(SUPPLIED PASSAGE):
- Born: 7 May 1995 (age 31) Amman, Jordan

Gymnastics career
- Discipline: Men's artistic gymnastics
- Country represented: Jordan;
- Head coach: Gurgen Sirekanian
- Medal record
Men's artistic gymnastics
Representing Jordan
World Championships
| Silver medal – second place | 2022 Liverpool | Pommel horse |
| Bronze medal – third place | 2023 Antwerp | Pommel horse |
Asian Championships
| Gold medal – first place | 2019 Ulaanbaatar | Pommel horse |
| Gold medal – first place | 2022 Doha | Pommel horse |
| Silver medal – second place | 2023 Singapore | Pommel horse |
| Bronze medal – third place | 2024 Tashkent | Pommel horse |
Islamic Solidarity Games
| Gold medal – first place | 2021 Konya | Pommel horse |
FIG World Cup
| Event | 1st | 2nd | 3rd |
| Apparatus World Cup | 2 | 2 | 2 |
| World Challenge Cup | 2 | 0 | 2 |
| Total | 4 | 2 | 4 |

= Ahmad Abu Al-Soud =

Jordanian artistic gymnast (born 1995)

Ahmad Abu Al-Soud (احمد ابو السعود; born 5 July 1995) is a Jordanian artistic gymnast. He became the first gymnast from Jordan to medal at the World Artistic Gymnastics Championships when he won the silver medal on pommel horse at the 2022 World Championships. He then won the bronze medal on the pommel horse at the 2023 World Championships. He is also the 2019 and 2022 Asian champion on the pommel horse. He represented Jordan at the 2024 Summer Olympics, the first gymnast from Jordan to do so.

== Career ==
Abu Al-Soud began gymnastics when he was four years old. He considered retiring in 2015, but his coach encouraged him to continue.

Abu Al-Soud won the bronze medal on the pommel horse at the 2016 Mersin World Challenge Cup. He placed sixth on the pommel horse at the 2017 Koper World Challenge Cup. His first World Championships was in 2017, and he finished 36th on pommel horse in the qualification round. He won his first major international medal at the 2019 Asian Championships, a gold on the pommel horse. He won his first FIG World Cup gold medal at the 2021 Mersin World Challenge Cup on the pommel horse.

=== 2022 ===
Abu Al-Soud began the 2022 season with a bronze medal on the pommel horse at the Cairo World Cup. He won another pommel horse bronze medal at the Varna World Challenge Cup. Then at the Asian Championships, he defended his pommel horse title. At the 2021 Islamic Solidarity Games (held in 2022 due to the COVID-19 pandemic), he was a flag bearer in the opening ceremony alongside Aliya Boshnak. He won the gold medal in the pommel horse final.

(MATERIAL PROVIDED):
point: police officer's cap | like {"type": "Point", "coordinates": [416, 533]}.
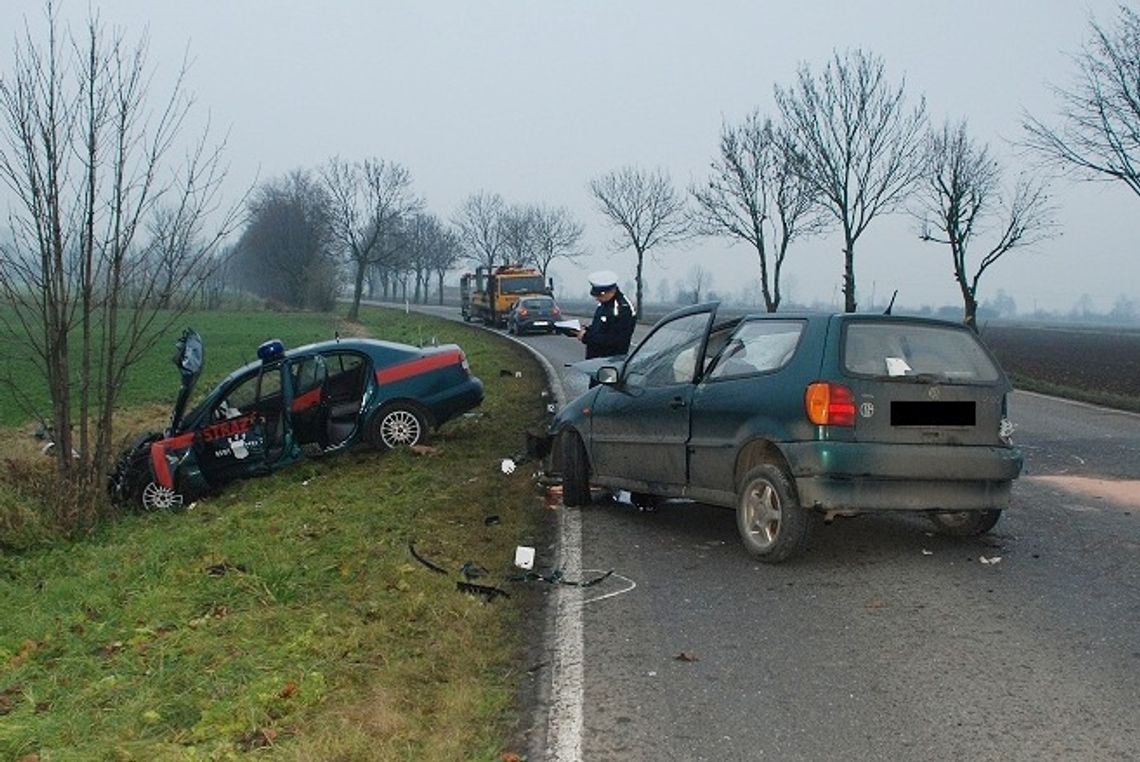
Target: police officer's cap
{"type": "Point", "coordinates": [602, 281]}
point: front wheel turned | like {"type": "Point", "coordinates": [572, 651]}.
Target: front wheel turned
{"type": "Point", "coordinates": [575, 467]}
{"type": "Point", "coordinates": [772, 524]}
{"type": "Point", "coordinates": [398, 426]}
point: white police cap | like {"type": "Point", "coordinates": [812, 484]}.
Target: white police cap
{"type": "Point", "coordinates": [602, 281]}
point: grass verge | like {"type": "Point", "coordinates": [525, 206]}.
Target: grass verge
{"type": "Point", "coordinates": [287, 617]}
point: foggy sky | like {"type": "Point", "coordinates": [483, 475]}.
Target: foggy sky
{"type": "Point", "coordinates": [531, 99]}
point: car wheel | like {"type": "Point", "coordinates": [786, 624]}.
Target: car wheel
{"type": "Point", "coordinates": [131, 473]}
{"type": "Point", "coordinates": [575, 471]}
{"type": "Point", "coordinates": [965, 524]}
{"type": "Point", "coordinates": [772, 524]}
{"type": "Point", "coordinates": [396, 426]}
{"type": "Point", "coordinates": [156, 497]}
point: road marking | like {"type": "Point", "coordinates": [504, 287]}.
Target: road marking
{"type": "Point", "coordinates": [563, 732]}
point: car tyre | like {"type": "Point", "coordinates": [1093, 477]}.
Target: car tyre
{"type": "Point", "coordinates": [131, 475]}
{"type": "Point", "coordinates": [575, 471]}
{"type": "Point", "coordinates": [772, 524]}
{"type": "Point", "coordinates": [965, 524]}
{"type": "Point", "coordinates": [400, 424]}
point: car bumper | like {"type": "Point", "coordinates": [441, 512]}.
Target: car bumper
{"type": "Point", "coordinates": [856, 477]}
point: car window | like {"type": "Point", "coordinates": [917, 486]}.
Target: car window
{"type": "Point", "coordinates": [669, 354]}
{"type": "Point", "coordinates": [902, 349]}
{"type": "Point", "coordinates": [308, 374]}
{"type": "Point", "coordinates": [257, 391]}
{"type": "Point", "coordinates": [757, 347]}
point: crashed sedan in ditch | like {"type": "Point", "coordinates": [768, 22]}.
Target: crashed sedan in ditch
{"type": "Point", "coordinates": [786, 418]}
{"type": "Point", "coordinates": [288, 405]}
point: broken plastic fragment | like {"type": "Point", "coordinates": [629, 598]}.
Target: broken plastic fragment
{"type": "Point", "coordinates": [524, 557]}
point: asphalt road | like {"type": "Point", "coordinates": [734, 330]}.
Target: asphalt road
{"type": "Point", "coordinates": [884, 641]}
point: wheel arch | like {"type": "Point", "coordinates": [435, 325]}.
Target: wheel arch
{"type": "Point", "coordinates": [757, 452]}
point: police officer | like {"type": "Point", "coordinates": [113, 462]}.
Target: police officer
{"type": "Point", "coordinates": [613, 319]}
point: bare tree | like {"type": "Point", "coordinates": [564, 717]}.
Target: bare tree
{"type": "Point", "coordinates": [285, 253]}
{"type": "Point", "coordinates": [445, 257]}
{"type": "Point", "coordinates": [699, 280]}
{"type": "Point", "coordinates": [368, 200]}
{"type": "Point", "coordinates": [644, 208]}
{"type": "Point", "coordinates": [1099, 131]}
{"type": "Point", "coordinates": [518, 232]}
{"type": "Point", "coordinates": [480, 225]}
{"type": "Point", "coordinates": [556, 234]}
{"type": "Point", "coordinates": [861, 147]}
{"type": "Point", "coordinates": [88, 157]}
{"type": "Point", "coordinates": [962, 194]}
{"type": "Point", "coordinates": [756, 194]}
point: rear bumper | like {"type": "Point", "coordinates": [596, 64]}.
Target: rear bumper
{"type": "Point", "coordinates": [844, 476]}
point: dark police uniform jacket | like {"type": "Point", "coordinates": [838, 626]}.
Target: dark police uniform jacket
{"type": "Point", "coordinates": [611, 330]}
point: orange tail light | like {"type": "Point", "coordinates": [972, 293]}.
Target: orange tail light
{"type": "Point", "coordinates": [829, 404]}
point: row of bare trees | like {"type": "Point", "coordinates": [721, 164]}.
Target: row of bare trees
{"type": "Point", "coordinates": [846, 150]}
{"type": "Point", "coordinates": [495, 233]}
{"type": "Point", "coordinates": [115, 229]}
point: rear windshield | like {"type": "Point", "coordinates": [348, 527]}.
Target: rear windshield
{"type": "Point", "coordinates": [901, 349]}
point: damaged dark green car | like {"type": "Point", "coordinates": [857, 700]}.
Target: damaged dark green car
{"type": "Point", "coordinates": [788, 418]}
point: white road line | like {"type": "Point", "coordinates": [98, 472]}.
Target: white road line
{"type": "Point", "coordinates": [563, 731]}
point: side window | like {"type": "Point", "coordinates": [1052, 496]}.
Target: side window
{"type": "Point", "coordinates": [758, 347]}
{"type": "Point", "coordinates": [308, 374]}
{"type": "Point", "coordinates": [257, 391]}
{"type": "Point", "coordinates": [902, 349]}
{"type": "Point", "coordinates": [669, 354]}
{"type": "Point", "coordinates": [345, 374]}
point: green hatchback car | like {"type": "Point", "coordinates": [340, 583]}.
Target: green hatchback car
{"type": "Point", "coordinates": [288, 405]}
{"type": "Point", "coordinates": [789, 416]}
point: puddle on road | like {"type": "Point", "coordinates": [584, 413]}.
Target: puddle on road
{"type": "Point", "coordinates": [1124, 492]}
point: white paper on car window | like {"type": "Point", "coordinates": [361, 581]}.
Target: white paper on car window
{"type": "Point", "coordinates": [897, 366]}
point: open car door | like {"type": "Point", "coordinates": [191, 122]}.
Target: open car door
{"type": "Point", "coordinates": [640, 428]}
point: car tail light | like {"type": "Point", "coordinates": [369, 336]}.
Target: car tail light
{"type": "Point", "coordinates": [829, 404]}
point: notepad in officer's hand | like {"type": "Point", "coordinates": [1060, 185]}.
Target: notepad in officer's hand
{"type": "Point", "coordinates": [570, 327]}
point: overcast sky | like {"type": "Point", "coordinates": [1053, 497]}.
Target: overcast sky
{"type": "Point", "coordinates": [531, 99]}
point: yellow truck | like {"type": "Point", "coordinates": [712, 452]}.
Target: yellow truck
{"type": "Point", "coordinates": [489, 293]}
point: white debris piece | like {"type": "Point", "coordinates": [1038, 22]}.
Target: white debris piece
{"type": "Point", "coordinates": [524, 557]}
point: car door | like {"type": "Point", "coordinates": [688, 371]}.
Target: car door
{"type": "Point", "coordinates": [246, 430]}
{"type": "Point", "coordinates": [640, 426]}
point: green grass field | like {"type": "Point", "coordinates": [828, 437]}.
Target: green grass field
{"type": "Point", "coordinates": [287, 618]}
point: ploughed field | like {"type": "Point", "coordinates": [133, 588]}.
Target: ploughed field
{"type": "Point", "coordinates": [1099, 365]}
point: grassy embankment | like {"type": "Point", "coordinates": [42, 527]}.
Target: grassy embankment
{"type": "Point", "coordinates": [286, 617]}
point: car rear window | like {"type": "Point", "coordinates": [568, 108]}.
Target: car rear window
{"type": "Point", "coordinates": [901, 349]}
{"type": "Point", "coordinates": [757, 347]}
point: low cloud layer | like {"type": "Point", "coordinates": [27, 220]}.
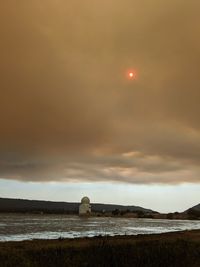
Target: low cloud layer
{"type": "Point", "coordinates": [68, 111]}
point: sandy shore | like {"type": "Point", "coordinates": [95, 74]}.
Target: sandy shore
{"type": "Point", "coordinates": [169, 249]}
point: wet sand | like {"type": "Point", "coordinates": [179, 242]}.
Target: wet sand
{"type": "Point", "coordinates": [168, 249]}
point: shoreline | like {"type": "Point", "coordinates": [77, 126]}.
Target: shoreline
{"type": "Point", "coordinates": [181, 248]}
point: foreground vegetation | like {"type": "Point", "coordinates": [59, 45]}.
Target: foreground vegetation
{"type": "Point", "coordinates": [171, 249]}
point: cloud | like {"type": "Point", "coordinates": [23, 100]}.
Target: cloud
{"type": "Point", "coordinates": [67, 111]}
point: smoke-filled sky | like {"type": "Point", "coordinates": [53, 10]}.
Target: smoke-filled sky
{"type": "Point", "coordinates": [70, 114]}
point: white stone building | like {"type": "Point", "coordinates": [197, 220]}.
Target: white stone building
{"type": "Point", "coordinates": [85, 207]}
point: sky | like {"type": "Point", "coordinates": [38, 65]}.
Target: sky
{"type": "Point", "coordinates": [72, 121]}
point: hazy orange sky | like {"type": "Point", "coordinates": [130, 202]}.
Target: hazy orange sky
{"type": "Point", "coordinates": [69, 113]}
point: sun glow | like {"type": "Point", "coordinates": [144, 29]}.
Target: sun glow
{"type": "Point", "coordinates": [132, 75]}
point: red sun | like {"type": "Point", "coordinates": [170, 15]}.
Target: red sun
{"type": "Point", "coordinates": [132, 74]}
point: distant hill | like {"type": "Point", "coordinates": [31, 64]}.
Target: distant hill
{"type": "Point", "coordinates": [24, 205]}
{"type": "Point", "coordinates": [194, 212]}
{"type": "Point", "coordinates": [195, 208]}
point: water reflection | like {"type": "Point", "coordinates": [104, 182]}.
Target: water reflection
{"type": "Point", "coordinates": [22, 227]}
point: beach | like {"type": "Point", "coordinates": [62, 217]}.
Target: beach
{"type": "Point", "coordinates": [166, 249]}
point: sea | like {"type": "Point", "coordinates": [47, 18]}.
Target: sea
{"type": "Point", "coordinates": [18, 227]}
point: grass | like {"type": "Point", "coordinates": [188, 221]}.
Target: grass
{"type": "Point", "coordinates": [181, 249]}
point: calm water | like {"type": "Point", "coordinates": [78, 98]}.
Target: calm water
{"type": "Point", "coordinates": [22, 227]}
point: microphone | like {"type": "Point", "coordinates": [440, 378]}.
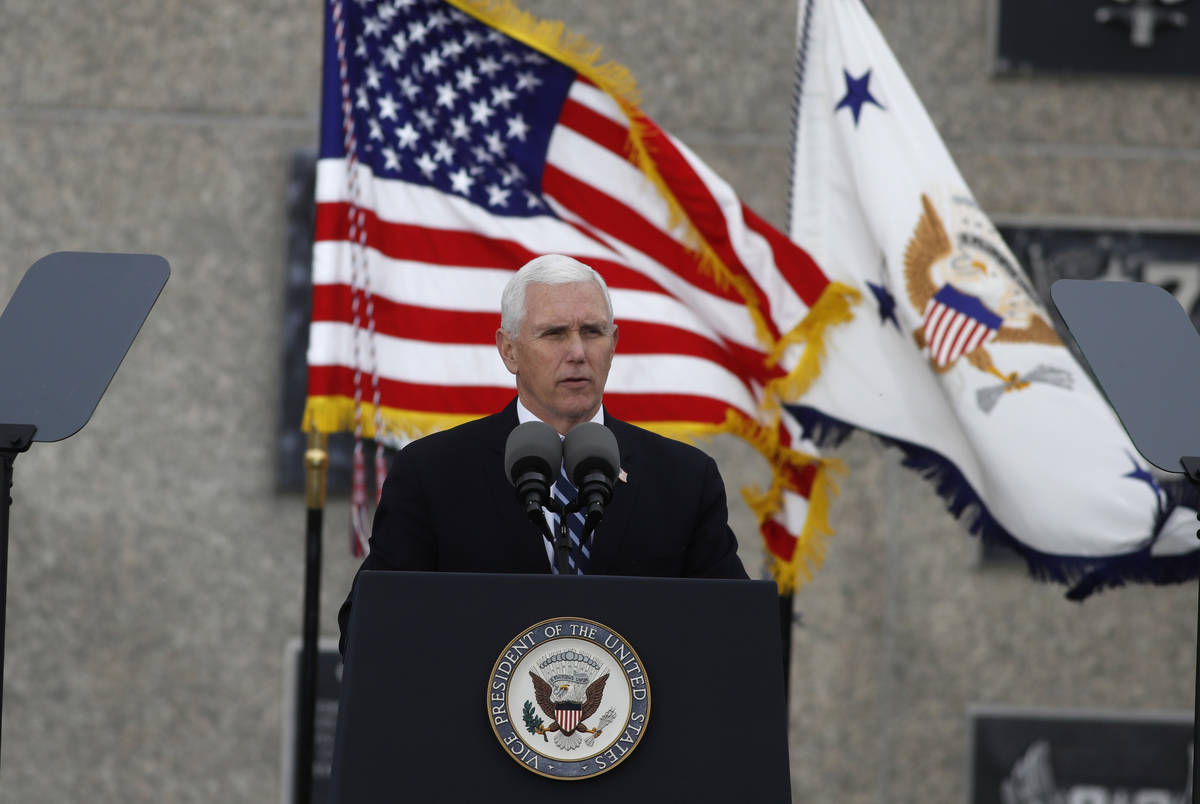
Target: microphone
{"type": "Point", "coordinates": [532, 455]}
{"type": "Point", "coordinates": [592, 460]}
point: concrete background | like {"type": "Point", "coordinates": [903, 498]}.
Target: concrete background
{"type": "Point", "coordinates": [155, 571]}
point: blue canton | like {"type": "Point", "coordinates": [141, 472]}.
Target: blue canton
{"type": "Point", "coordinates": [444, 101]}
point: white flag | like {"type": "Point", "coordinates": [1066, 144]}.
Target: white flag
{"type": "Point", "coordinates": [952, 357]}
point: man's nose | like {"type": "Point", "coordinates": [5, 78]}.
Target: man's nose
{"type": "Point", "coordinates": [575, 351]}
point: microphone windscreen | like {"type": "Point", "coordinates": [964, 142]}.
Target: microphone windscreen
{"type": "Point", "coordinates": [591, 447]}
{"type": "Point", "coordinates": [535, 447]}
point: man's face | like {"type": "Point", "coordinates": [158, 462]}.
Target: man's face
{"type": "Point", "coordinates": [562, 355]}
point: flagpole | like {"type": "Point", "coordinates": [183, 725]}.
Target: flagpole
{"type": "Point", "coordinates": [316, 459]}
{"type": "Point", "coordinates": [785, 633]}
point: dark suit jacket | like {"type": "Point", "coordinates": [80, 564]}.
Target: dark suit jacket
{"type": "Point", "coordinates": [447, 505]}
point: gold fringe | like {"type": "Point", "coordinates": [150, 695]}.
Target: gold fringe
{"type": "Point", "coordinates": [832, 309]}
{"type": "Point", "coordinates": [579, 53]}
{"type": "Point", "coordinates": [552, 37]}
{"type": "Point", "coordinates": [335, 414]}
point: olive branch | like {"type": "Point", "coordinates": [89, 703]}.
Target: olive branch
{"type": "Point", "coordinates": [533, 723]}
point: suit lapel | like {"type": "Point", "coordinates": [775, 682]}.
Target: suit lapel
{"type": "Point", "coordinates": [527, 550]}
{"type": "Point", "coordinates": [615, 529]}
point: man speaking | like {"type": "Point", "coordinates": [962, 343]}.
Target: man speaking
{"type": "Point", "coordinates": [448, 505]}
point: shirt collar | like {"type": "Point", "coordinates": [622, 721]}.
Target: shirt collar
{"type": "Point", "coordinates": [525, 415]}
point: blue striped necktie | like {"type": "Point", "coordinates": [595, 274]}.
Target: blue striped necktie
{"type": "Point", "coordinates": [565, 493]}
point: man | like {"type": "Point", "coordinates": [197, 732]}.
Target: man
{"type": "Point", "coordinates": [447, 504]}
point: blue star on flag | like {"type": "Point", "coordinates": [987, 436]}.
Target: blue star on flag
{"type": "Point", "coordinates": [857, 94]}
{"type": "Point", "coordinates": [887, 304]}
{"type": "Point", "coordinates": [1139, 473]}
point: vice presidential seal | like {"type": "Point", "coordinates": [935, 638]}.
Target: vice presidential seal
{"type": "Point", "coordinates": [569, 699]}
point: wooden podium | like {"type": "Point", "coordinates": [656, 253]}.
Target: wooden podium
{"type": "Point", "coordinates": [415, 723]}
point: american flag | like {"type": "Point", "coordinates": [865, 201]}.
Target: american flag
{"type": "Point", "coordinates": [461, 139]}
{"type": "Point", "coordinates": [957, 323]}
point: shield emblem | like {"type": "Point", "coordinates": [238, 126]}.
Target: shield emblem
{"type": "Point", "coordinates": [568, 713]}
{"type": "Point", "coordinates": [957, 323]}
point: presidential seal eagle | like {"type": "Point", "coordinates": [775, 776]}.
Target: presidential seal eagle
{"type": "Point", "coordinates": [568, 705]}
{"type": "Point", "coordinates": [970, 293]}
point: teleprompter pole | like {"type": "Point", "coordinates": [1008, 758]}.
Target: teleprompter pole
{"type": "Point", "coordinates": [1192, 469]}
{"type": "Point", "coordinates": [786, 619]}
{"type": "Point", "coordinates": [13, 441]}
{"type": "Point", "coordinates": [315, 459]}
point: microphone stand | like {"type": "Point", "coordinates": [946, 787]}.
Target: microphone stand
{"type": "Point", "coordinates": [562, 537]}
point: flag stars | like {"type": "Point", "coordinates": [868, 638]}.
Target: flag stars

(TASK LIST):
(a) In the biography of Ahmad Abu Al-Soud, rewrite the paragraph beginning "Abu Al-Soud won the bronze medal on the pommel horse at the 2016 Mersin" as a bulleted list, keeping each result and its year.
(b) Summarize the biography of Ahmad Abu Al-Soud in two sentences.

(TASK-BY-TASK ANSWERS):
(a)
- 2016 Mersin World Challenge Cup: bronze on pommel horse
- 2017 Koper World Challenge Cup: sixth on pommel horse
- 2017 World Championships (his first): 36th on pommel horse in qualification
- 2019 Asian Championships: gold on pommel horse, his first major international medal
- 2021 Mersin World Challenge Cup: gold on pommel horse, his first FIG World Cup gold

(b) Ahmad Abu Al-Soud is a Jordanian artistic gymnast who became the first gymnast from Jordan to medal at the World Artistic Gymnastics Championships, taking pommel horse silver in 2022 and bronze in 2023. He is also the 2019 and 2022 Asian champion on pommel horse, won pommel horse gold at the 2021 Islamic Solidarity Games, and in 2024 became the first gymnast from Jordan to compete at the Summer Olympics.